## WHAT IS EXPECTED
Among the lines of the records below, copy those that hold the word "cloud".

## SUPPLIED DATA
---

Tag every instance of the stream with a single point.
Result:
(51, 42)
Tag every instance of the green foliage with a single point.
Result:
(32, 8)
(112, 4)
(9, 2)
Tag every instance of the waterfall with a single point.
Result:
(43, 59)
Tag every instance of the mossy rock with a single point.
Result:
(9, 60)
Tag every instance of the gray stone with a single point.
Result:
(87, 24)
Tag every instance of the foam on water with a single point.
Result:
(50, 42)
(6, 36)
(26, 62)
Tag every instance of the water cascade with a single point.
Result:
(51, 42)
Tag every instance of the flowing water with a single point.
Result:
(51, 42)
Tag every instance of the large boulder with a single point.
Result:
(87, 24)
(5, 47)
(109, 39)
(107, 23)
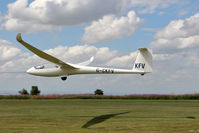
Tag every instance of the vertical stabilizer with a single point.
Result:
(143, 62)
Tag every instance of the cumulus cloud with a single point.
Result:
(149, 6)
(176, 51)
(110, 27)
(178, 35)
(44, 15)
(48, 14)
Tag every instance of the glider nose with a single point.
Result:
(30, 71)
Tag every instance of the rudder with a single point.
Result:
(143, 62)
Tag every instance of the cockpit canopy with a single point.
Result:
(39, 67)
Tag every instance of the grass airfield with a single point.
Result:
(99, 116)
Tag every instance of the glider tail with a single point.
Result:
(143, 62)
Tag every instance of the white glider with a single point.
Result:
(142, 65)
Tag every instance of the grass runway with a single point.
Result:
(99, 116)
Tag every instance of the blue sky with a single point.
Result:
(110, 30)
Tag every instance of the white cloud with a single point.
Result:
(149, 6)
(178, 35)
(44, 15)
(110, 27)
(48, 14)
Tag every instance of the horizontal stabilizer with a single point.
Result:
(85, 63)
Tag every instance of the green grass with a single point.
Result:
(99, 116)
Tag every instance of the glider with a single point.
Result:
(142, 65)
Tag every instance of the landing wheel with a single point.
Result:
(63, 78)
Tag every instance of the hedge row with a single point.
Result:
(88, 96)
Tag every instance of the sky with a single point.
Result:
(109, 30)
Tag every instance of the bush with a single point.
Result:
(23, 92)
(99, 92)
(35, 90)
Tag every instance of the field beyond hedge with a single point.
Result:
(91, 96)
(99, 116)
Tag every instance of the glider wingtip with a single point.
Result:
(19, 39)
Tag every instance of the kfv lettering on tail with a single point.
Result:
(140, 65)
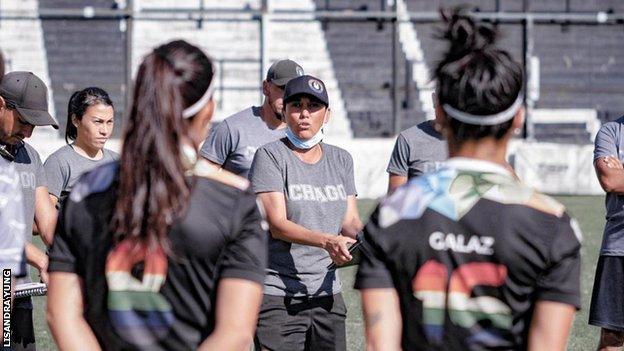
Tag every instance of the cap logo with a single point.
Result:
(315, 85)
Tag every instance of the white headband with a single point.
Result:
(489, 120)
(199, 104)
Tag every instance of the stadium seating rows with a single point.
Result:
(578, 64)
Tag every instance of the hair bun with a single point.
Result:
(464, 33)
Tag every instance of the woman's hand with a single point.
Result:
(338, 248)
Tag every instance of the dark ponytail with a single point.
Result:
(475, 76)
(153, 191)
(78, 104)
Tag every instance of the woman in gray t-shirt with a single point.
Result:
(90, 121)
(307, 188)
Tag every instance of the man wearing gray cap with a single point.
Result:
(24, 105)
(233, 143)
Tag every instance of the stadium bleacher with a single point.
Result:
(82, 54)
(578, 63)
(362, 57)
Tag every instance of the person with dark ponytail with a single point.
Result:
(90, 121)
(467, 257)
(159, 251)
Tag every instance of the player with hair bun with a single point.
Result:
(468, 258)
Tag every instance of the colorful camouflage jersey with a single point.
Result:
(470, 250)
(136, 296)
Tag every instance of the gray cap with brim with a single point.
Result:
(29, 96)
(282, 71)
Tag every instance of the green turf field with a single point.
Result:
(588, 210)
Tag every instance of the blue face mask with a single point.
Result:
(304, 144)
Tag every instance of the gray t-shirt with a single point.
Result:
(11, 221)
(234, 141)
(65, 166)
(30, 171)
(316, 198)
(419, 149)
(610, 142)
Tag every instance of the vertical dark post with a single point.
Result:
(396, 52)
(200, 21)
(409, 72)
(263, 45)
(129, 16)
(527, 49)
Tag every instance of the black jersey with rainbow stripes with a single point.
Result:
(470, 250)
(139, 298)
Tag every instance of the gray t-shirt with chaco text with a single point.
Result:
(316, 198)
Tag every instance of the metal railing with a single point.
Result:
(265, 14)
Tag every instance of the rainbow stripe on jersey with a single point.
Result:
(486, 315)
(137, 311)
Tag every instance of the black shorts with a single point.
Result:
(298, 324)
(607, 305)
(22, 329)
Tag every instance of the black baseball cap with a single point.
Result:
(282, 71)
(306, 85)
(29, 96)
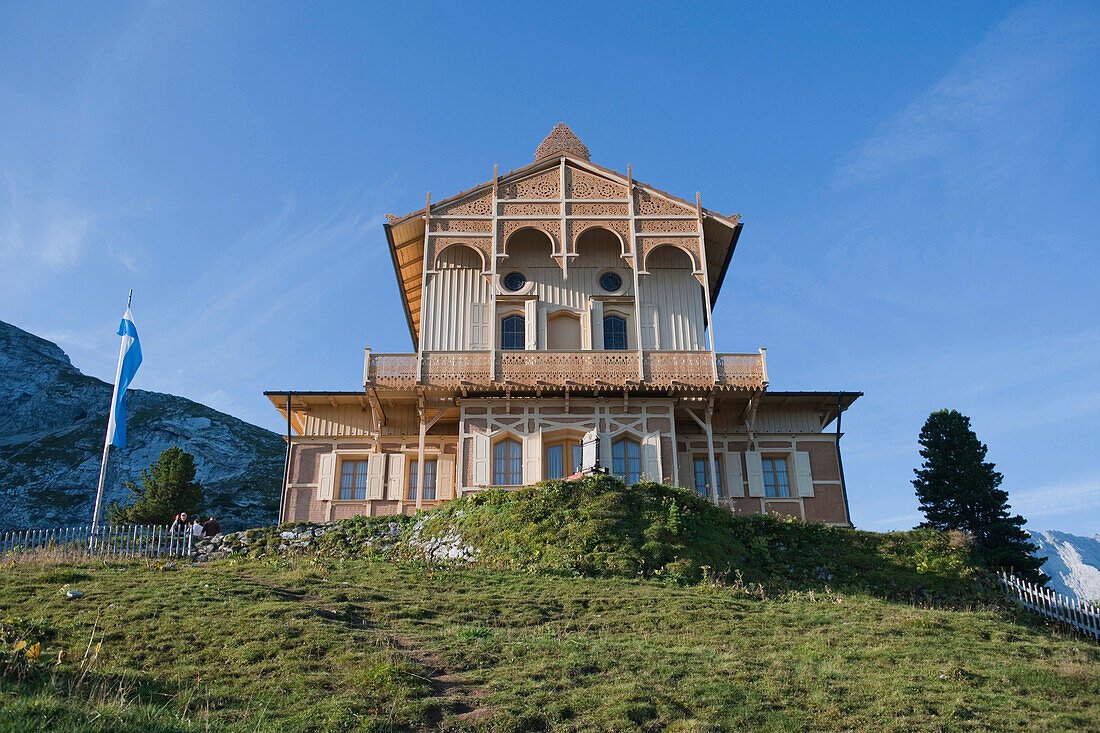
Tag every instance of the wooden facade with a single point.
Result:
(554, 301)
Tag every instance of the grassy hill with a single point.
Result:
(596, 614)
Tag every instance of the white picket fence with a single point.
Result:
(1082, 616)
(113, 540)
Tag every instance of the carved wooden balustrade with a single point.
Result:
(667, 370)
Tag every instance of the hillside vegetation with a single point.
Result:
(589, 608)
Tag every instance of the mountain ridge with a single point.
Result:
(53, 440)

---

## TASK RESPONSE
Tag every instance of the cumulus cloud with a single point.
Tag every instance of the white cloud with a single point.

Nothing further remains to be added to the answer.